■ **INSTRUÇÃO DADA**
Dê continuidade ao texto sobre a desconsideração da personalidade jurídica, começando logo após o último trecho apresentado.

2. A DESCONSIDERAÇÃO DA PERSONALIDADE JURÍDICA.

A teoria da desconsideração da personalidade jurídica dos entes coletivos surgiu como um mecanismo de repressão aos abusos e fraudes cometidos através da pessoa jurídica.

Discorrendo acerca da teoria, preleciona Fiúza (2004, pag.143):

A inteligência humana criadora e produtiva também tem seu reverso. Logo se percebeu que a segurança atribuída pela personalidade jurídica, no que tange a separação patrimonial e à limitação da responsabilidade de seus membros, logo poderia ser utilizada para fins diversos dos sociais. A partir daí, surge uma teoria que visa considerar ineficaz a estrutura da pessoa jurídica quando utilizada desvirtuada mente.

Desse modo, a teoria tem por objetivo principal, tornar ineficaz a autonomia da pessoa jurídica em relação a seus componentes, somente quando essa mesma autonomia tenha servido de escopo para fraude. É mister ressaltar que, de modo algum é anulada a sua personalidade, apenas, procura-se imputar aos sócios os resultados negativos que caberiam à pessoa jurídica (ALVES, 2001, pag.259).

Assim, quando restar configurada a fraude ou abuso de direito, torna-se possível desconsiderar a personalidade atribuída à pessoa jurídica "de modo a atingir os verdadeiros praticantes dos atos danosos, surpreendendo uma realidade que se encontra subjacente, imputando efeitos jurídicos além daquele sujeito a que se destinou originariamente". (GONÇALVES, 2004, pag. 45).

Pode-se então observar que o princípio da autonomia patrimonial das pessoas jurídicas, expresso no artigo 20 do Código Civil de 1916, não constitui algo absoluto, ocorrendo, portanto, a sua relativização quando os membros que compõem a sociedade agirem em desacordo ao ordenamento jurídico.

 

 

 

2.1 Conceituação.

 

Antes de conceituar a teoria em epígrafe, é imprescindível que se faça a distinção entre despersonalização e desconsideração da personalidade jurídica, tendo em vista que, ao contrário do que possa parecer, essas duas expressões não são sinônimas e nem tampouco se confundem.

Despersonalizar significa anular definitivamente a personalidade, o que não acontece na desconsideração, pois, nesta, não há que se falar em extinção da personalidade jurídica, mas apenas na retirada momentânea de sua eficácia.

Na desconsideração, visa-se, portanto, a superação episódica da pessoa jurídica, para que se alcance o sócio infrator com o intuito de protegê-la contra atos abusivos ou ilegais cometidos pelo mesmo.

Corroborando o entendimento acima, Koury (2003, pag. 48) esclarece que na despersonalização:

[...] visa-se à anulação da personalidade jurídica, fazendo-se desaparecer a pessoa jurídica como sujeito autônomo por lhe faltarem condições de existência, como nos casos de invalidade do contrato social ou de dissolução das sociedades.

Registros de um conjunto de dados
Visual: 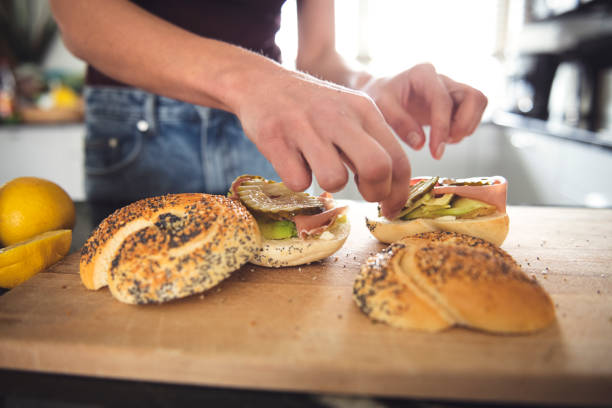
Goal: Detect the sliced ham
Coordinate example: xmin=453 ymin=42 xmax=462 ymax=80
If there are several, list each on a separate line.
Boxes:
xmin=293 ymin=206 xmax=348 ymax=239
xmin=319 ymin=191 xmax=336 ymax=210
xmin=433 ymin=176 xmax=508 ymax=213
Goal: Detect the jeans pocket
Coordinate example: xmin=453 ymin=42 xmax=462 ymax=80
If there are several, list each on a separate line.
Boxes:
xmin=85 ymin=116 xmax=143 ymax=176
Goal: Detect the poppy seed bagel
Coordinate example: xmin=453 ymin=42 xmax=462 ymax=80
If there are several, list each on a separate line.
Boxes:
xmin=354 ymin=232 xmax=555 ymax=334
xmin=80 ymin=193 xmax=261 ymax=304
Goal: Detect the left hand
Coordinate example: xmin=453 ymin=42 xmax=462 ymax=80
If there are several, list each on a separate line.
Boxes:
xmin=362 ymin=64 xmax=487 ymax=159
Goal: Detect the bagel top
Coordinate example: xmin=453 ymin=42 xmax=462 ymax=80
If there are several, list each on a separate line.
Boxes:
xmin=80 ymin=193 xmax=261 ymax=303
xmin=354 ymin=232 xmax=555 ymax=333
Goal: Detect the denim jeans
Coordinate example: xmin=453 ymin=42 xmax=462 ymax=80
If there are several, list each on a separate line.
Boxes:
xmin=85 ymin=87 xmax=279 ymax=203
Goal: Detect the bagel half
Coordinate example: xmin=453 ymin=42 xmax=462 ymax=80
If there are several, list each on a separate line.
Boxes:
xmin=80 ymin=193 xmax=261 ymax=304
xmin=366 ymin=212 xmax=510 ymax=246
xmin=250 ymin=217 xmax=351 ymax=268
xmin=353 ymin=232 xmax=555 ymax=334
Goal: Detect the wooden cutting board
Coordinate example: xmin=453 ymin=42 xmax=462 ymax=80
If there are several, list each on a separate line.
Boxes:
xmin=0 ymin=202 xmax=612 ymax=404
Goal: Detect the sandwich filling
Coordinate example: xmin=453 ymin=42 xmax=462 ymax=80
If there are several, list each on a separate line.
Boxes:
xmin=228 ymin=175 xmax=348 ymax=240
xmin=396 ymin=177 xmax=508 ymax=221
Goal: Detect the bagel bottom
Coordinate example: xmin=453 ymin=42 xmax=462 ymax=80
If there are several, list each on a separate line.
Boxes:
xmin=250 ymin=221 xmax=351 ymax=268
xmin=366 ymin=212 xmax=510 ymax=246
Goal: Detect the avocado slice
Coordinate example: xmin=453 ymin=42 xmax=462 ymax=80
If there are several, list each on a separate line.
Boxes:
xmin=403 ymin=197 xmax=495 ymax=220
xmin=256 ymin=218 xmax=297 ymax=239
xmin=399 ymin=193 xmax=453 ymax=220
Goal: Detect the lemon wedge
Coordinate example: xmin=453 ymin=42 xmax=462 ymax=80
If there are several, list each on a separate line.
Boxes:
xmin=0 ymin=229 xmax=72 ymax=288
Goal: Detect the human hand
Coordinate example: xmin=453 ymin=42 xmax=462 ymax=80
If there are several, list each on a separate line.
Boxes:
xmin=363 ymin=64 xmax=487 ymax=159
xmin=234 ymin=71 xmax=410 ymax=216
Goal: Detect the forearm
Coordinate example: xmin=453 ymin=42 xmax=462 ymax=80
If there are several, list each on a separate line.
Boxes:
xmin=51 ymin=0 xmax=286 ymax=112
xmin=296 ymin=50 xmax=372 ymax=90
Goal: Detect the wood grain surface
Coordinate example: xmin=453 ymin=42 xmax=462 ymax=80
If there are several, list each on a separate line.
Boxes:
xmin=0 ymin=202 xmax=612 ymax=405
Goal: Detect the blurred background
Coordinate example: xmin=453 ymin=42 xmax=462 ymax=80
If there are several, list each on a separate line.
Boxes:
xmin=0 ymin=0 xmax=612 ymax=208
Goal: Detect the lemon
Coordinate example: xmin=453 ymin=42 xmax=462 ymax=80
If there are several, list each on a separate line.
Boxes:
xmin=0 ymin=177 xmax=75 ymax=246
xmin=51 ymin=85 xmax=79 ymax=109
xmin=0 ymin=229 xmax=72 ymax=288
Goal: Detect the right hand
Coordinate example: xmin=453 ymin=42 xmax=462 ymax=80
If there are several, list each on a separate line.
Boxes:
xmin=234 ymin=71 xmax=411 ymax=216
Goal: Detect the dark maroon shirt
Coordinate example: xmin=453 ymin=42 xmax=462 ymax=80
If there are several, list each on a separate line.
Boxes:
xmin=86 ymin=0 xmax=285 ymax=86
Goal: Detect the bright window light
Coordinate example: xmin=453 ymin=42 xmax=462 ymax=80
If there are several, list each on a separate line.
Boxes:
xmin=277 ymin=0 xmax=523 ymax=115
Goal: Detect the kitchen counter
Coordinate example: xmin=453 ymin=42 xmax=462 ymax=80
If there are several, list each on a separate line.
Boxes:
xmin=0 ymin=202 xmax=612 ymax=407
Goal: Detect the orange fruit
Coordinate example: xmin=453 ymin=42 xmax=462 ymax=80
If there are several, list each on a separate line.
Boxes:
xmin=0 ymin=230 xmax=72 ymax=288
xmin=0 ymin=177 xmax=75 ymax=246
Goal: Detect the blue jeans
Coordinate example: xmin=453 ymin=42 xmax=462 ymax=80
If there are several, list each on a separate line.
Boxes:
xmin=85 ymin=87 xmax=279 ymax=203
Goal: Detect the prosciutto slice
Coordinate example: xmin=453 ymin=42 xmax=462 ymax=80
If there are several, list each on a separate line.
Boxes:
xmin=293 ymin=206 xmax=348 ymax=239
xmin=433 ymin=176 xmax=508 ymax=213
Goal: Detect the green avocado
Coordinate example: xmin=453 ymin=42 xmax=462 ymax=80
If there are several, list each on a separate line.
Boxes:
xmin=402 ymin=197 xmax=495 ymax=220
xmin=399 ymin=193 xmax=453 ymax=220
xmin=257 ymin=218 xmax=297 ymax=239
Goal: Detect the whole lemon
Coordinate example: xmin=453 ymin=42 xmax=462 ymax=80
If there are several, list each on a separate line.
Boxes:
xmin=0 ymin=177 xmax=75 ymax=246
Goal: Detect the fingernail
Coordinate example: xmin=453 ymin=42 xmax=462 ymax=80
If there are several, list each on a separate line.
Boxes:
xmin=436 ymin=142 xmax=446 ymax=159
xmin=408 ymin=132 xmax=421 ymax=149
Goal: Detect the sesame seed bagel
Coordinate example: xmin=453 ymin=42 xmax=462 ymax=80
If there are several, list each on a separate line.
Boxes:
xmin=251 ymin=221 xmax=351 ymax=268
xmin=366 ymin=212 xmax=509 ymax=246
xmin=80 ymin=193 xmax=261 ymax=303
xmin=354 ymin=232 xmax=555 ymax=334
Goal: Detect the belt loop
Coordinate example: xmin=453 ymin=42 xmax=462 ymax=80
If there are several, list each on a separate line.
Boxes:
xmin=136 ymin=93 xmax=157 ymax=135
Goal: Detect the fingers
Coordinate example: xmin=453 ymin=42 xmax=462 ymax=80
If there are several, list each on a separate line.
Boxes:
xmin=290 ymin=123 xmax=348 ymax=193
xmin=378 ymin=99 xmax=426 ymax=150
xmin=440 ymin=75 xmax=487 ymax=143
xmin=429 ymin=79 xmax=453 ymax=160
xmin=338 ymin=107 xmax=410 ymax=217
xmin=258 ymin=134 xmax=312 ymax=191
xmin=404 ymin=64 xmax=453 ymax=160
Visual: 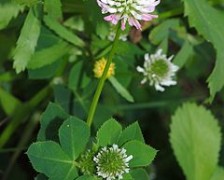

■ **RESPOSTA CORRETA**
Ao passo que, segundo a mesma autora, na desconsideração "o que se pretende é desconsiderar a forma da pessoa jurídica, no caso particular, sem negar sua personalidade de maneira geral". (KOURY, 2003, pag. 48).

Desse modo, quando necessário e diante do caso concreto, o que poderá advir é a desconsideração e não a despersonalização da pessoa jurídica, vez que trata-se de um instituto muito importante para ser destruído. Não há, portanto, de forma alguma, nulidade da personalidade jurídica, mas sim, preservação da pessoa jurídica.

Diante do exposto, conclui-se que despersonalizar não se compatibiliza com desconsiderar, tendo em vista que aquela conduz à extinção da pessoa jurídica, enquanto esta suspende temporariamente os efeitos da personificação para assim, proteger os sócios, terceiros de boa-fé e, até mesmo, a própria pessoa jurídica.

Após as considerações feitas acima, destacar-se-á algumas concepções doutrinárias concernentes à teoria da desconsideração da personalidade jurídica, ressaltando a impossibilidade de se formular um só conceito, tendo em vista a própria complexidade que envolve o assunto.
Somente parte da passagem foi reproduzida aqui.